Task to complete: Can you put the lines of the rows below, from the line containing "Give the segmentation of every instance of the **blue" up to and including the line containing "M 287 47 L 281", into a JSON list of strings, one string per line with blank lines left out and nothing else included?

Region labeling rows:
+ + + +

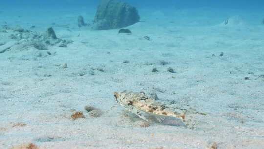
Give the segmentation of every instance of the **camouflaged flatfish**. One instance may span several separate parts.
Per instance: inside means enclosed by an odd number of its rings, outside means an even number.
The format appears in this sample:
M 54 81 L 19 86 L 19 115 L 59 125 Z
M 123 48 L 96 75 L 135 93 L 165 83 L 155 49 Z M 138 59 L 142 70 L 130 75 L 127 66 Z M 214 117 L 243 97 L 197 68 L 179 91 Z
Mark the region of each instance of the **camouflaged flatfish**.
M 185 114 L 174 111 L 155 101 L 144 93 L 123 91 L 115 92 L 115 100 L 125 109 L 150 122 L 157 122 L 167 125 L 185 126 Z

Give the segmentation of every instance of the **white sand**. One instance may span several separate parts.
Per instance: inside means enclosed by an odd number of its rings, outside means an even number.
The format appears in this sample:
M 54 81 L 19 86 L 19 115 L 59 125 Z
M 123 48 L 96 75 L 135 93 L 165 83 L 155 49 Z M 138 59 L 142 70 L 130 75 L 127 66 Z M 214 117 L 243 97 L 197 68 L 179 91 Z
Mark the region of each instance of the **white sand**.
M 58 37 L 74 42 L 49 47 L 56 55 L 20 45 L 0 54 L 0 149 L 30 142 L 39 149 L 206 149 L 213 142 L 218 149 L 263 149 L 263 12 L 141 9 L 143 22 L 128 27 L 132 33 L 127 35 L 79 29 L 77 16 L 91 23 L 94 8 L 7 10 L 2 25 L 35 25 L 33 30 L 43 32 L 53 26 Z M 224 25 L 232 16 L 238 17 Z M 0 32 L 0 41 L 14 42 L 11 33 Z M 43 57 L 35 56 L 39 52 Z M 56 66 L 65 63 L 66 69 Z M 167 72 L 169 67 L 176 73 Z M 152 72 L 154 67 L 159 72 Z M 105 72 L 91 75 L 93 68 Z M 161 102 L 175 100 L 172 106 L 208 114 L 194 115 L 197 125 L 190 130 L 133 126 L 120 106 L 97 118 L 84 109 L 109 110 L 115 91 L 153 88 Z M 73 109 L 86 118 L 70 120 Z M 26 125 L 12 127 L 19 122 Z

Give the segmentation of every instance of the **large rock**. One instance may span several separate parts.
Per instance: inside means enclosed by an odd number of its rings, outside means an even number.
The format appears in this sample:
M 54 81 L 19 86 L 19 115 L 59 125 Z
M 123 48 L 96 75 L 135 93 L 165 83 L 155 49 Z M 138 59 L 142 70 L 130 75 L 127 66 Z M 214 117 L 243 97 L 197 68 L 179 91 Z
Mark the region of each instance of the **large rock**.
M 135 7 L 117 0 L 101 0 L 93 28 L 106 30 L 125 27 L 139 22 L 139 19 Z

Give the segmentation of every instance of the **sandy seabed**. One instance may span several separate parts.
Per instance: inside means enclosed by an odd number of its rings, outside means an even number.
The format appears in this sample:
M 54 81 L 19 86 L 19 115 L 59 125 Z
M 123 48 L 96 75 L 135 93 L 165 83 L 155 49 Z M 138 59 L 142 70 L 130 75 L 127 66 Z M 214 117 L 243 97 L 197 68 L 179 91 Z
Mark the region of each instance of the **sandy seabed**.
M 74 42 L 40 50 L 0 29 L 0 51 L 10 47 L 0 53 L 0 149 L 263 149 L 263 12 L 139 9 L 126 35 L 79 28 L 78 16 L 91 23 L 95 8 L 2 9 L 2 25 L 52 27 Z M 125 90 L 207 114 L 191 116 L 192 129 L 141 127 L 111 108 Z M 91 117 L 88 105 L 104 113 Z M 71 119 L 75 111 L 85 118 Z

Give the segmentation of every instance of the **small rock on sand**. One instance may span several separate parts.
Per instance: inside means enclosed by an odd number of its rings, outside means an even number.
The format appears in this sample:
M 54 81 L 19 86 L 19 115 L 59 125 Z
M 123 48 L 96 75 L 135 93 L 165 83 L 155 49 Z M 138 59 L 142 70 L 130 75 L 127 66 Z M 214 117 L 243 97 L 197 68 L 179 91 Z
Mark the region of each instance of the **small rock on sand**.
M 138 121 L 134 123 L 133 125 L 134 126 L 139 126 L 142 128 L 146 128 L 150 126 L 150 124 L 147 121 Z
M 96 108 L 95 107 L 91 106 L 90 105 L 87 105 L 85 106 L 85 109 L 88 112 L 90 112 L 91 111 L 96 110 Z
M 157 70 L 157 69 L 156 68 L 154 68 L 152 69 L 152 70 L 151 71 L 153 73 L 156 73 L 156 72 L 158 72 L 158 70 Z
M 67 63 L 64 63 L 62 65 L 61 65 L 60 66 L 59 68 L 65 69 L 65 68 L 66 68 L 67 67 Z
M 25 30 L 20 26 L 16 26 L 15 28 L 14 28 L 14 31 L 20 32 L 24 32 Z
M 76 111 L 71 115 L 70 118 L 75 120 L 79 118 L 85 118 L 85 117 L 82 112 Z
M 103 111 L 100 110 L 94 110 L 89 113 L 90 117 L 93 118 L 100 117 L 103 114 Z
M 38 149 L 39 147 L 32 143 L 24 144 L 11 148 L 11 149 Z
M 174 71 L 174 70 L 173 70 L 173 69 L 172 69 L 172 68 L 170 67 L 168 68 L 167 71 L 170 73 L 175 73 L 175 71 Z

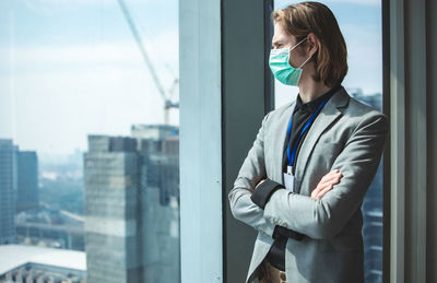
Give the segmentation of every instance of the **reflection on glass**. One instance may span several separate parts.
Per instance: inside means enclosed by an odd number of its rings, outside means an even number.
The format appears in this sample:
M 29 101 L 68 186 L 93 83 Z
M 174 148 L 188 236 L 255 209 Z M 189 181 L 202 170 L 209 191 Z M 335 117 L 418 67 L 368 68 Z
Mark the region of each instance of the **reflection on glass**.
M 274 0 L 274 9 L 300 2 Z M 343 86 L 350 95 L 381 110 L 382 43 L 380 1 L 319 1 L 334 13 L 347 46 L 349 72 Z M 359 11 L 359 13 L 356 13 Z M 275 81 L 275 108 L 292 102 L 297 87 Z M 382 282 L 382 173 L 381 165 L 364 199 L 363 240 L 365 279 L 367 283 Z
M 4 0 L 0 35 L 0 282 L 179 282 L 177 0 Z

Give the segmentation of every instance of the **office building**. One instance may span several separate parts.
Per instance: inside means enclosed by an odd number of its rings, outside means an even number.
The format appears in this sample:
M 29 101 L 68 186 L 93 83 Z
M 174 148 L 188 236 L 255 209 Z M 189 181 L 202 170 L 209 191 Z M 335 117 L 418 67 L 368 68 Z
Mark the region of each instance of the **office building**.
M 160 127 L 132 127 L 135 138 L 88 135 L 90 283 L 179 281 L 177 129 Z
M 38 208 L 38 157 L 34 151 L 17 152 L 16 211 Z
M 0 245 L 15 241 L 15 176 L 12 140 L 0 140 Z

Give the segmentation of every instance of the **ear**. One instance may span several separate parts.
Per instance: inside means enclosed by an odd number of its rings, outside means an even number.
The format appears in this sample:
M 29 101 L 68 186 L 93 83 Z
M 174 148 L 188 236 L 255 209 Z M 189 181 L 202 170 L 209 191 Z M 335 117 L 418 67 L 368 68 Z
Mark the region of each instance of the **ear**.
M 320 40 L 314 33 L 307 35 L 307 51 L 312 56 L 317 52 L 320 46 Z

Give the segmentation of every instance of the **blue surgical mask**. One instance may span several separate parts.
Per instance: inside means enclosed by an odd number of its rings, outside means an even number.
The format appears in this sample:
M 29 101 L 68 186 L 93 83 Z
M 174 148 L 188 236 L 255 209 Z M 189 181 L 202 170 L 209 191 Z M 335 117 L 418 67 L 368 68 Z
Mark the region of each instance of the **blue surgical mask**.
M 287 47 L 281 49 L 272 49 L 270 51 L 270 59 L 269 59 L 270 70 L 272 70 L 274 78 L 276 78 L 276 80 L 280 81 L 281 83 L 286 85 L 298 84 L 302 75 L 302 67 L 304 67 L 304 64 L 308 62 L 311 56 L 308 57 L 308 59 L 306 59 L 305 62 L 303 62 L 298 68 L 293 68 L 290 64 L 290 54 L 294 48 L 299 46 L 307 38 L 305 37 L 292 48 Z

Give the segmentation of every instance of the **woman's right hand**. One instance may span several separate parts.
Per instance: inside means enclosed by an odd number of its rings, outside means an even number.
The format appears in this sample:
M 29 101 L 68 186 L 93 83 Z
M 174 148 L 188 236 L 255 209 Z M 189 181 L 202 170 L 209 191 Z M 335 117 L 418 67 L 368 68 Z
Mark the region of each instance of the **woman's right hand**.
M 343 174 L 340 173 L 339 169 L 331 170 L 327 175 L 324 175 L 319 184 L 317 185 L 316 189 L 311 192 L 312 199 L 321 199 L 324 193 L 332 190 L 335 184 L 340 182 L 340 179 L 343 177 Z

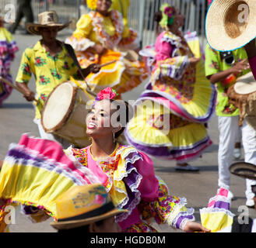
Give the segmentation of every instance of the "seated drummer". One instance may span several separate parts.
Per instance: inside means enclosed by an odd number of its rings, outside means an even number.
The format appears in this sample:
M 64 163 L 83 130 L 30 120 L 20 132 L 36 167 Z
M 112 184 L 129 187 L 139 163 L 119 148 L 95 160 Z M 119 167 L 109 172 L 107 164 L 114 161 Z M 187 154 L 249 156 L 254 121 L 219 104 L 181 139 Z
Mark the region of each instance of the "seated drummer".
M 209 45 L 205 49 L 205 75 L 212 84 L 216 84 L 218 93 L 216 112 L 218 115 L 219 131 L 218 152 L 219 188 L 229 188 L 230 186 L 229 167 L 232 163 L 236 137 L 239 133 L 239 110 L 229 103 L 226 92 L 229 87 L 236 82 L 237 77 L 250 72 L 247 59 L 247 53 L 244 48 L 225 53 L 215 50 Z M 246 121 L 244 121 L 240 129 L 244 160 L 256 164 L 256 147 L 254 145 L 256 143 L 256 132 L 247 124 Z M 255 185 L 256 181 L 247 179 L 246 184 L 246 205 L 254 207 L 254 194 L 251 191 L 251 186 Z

+ + + +

Written reply:
[
  "Give the segmentation of every instance of the **blue surgical mask**. One instance may span several separate parts.",
  "Per instance: inside means enclosed by an odd number of its rings, outside means an even number.",
  "The format appears in this sample:",
  "M 29 101 L 68 186 L 93 83 Z",
  "M 174 148 L 188 236 L 255 209 Z M 189 181 L 202 170 L 209 191 Z M 335 117 L 418 67 L 368 68 Z",
  "Mark the region of each instance of the **blue surgical mask**.",
  "M 287 47 L 281 49 L 272 49 L 270 51 L 270 59 L 269 59 L 270 70 L 272 70 L 274 78 L 276 78 L 276 80 L 280 81 L 281 83 L 286 85 L 298 84 L 302 75 L 302 67 L 304 67 L 304 64 L 308 62 L 311 56 L 308 57 L 308 59 L 306 59 L 305 62 L 303 62 L 298 68 L 293 68 L 290 64 L 290 54 L 294 48 L 299 46 L 307 38 L 305 37 L 292 48 Z"
]